:: DATA ROWS ::

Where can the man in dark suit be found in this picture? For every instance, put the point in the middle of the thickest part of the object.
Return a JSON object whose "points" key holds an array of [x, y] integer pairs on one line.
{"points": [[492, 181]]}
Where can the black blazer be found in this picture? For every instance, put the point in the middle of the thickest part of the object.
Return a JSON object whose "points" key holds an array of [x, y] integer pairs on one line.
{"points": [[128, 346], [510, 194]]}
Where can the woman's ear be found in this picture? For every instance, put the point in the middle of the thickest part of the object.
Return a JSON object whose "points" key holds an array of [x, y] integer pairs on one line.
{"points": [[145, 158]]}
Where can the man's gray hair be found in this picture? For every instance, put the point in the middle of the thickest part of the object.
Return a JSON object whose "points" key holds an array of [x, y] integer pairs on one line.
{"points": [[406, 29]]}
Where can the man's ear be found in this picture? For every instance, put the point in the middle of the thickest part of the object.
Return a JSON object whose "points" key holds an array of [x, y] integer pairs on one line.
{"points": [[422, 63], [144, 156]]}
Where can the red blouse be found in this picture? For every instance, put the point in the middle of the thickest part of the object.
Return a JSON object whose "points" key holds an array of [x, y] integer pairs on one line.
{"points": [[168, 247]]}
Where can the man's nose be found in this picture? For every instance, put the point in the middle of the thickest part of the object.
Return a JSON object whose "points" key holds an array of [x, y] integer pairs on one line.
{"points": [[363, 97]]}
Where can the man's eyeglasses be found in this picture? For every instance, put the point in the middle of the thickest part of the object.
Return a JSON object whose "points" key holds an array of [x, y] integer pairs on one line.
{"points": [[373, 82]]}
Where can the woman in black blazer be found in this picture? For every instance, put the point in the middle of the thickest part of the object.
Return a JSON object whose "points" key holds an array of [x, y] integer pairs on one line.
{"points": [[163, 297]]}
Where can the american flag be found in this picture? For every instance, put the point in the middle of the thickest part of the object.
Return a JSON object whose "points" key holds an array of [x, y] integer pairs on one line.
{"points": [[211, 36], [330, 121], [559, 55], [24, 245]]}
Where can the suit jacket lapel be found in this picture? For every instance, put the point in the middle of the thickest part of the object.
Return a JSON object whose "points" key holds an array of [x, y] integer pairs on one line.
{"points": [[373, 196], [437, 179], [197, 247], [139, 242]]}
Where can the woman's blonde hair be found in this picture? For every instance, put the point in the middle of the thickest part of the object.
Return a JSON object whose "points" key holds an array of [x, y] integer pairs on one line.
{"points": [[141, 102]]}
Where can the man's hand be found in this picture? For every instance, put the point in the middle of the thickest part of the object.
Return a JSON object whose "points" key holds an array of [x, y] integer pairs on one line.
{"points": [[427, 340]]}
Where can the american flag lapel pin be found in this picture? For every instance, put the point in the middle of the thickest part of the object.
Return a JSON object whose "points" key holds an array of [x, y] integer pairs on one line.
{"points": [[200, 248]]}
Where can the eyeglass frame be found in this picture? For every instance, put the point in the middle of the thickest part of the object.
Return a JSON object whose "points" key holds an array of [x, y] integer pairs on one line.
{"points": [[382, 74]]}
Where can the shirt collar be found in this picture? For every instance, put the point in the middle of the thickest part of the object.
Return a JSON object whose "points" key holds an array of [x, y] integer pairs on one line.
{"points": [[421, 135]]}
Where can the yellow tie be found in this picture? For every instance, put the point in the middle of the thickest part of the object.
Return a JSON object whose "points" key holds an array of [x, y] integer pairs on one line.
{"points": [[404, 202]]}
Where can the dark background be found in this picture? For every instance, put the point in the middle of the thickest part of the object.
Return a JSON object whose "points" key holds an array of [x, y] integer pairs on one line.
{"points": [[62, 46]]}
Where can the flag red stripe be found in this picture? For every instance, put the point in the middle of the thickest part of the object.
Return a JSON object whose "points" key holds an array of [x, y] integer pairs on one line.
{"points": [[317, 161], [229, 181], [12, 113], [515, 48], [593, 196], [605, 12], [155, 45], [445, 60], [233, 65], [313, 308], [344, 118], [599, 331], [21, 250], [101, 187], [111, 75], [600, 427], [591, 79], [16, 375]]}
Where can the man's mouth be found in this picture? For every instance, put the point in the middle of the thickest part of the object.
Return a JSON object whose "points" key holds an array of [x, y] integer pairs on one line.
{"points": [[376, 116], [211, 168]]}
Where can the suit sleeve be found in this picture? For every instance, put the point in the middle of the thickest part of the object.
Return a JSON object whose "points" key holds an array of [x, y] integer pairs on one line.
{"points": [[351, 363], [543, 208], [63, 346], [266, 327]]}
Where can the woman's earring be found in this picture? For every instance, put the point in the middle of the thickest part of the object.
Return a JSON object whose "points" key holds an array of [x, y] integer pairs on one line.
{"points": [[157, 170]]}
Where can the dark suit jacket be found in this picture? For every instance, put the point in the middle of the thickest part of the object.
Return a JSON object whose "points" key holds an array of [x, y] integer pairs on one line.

:::

GOAL — Write out only what runs from the line holding "Where can the man's mouth" through the last line of the records, exactly as shown.

EXPECTED OUTPUT —
Where can the man's mouth be found in this picture? For every instance, put the point in the middle of the thickest part of the object.
Return a JSON object whose "points" key holds an array of [x, y] integer pairs on one line.
{"points": [[376, 116], [211, 168]]}
Where can the suit sleeve be found in this picture? For every instance, put the point in the middle of the thickest part of the object.
Return a JSON object whose "points" key holds an array of [x, y] integer pairs on one line.
{"points": [[351, 363], [543, 208], [63, 346], [266, 327]]}
Where can the woman's earring be found in this picture? For every instance, put the point in the middle of the thickest part of the object.
Return a JSON object whose "points" key holds an array of [x, y] integer pairs on one line.
{"points": [[157, 170]]}
Where can the dark suit jacket be found in this picture? For every instance, put the point in the middle of the thickest part of the object.
Return a JSON object whose "points" key holds an array of [x, y] integer pairs on one line.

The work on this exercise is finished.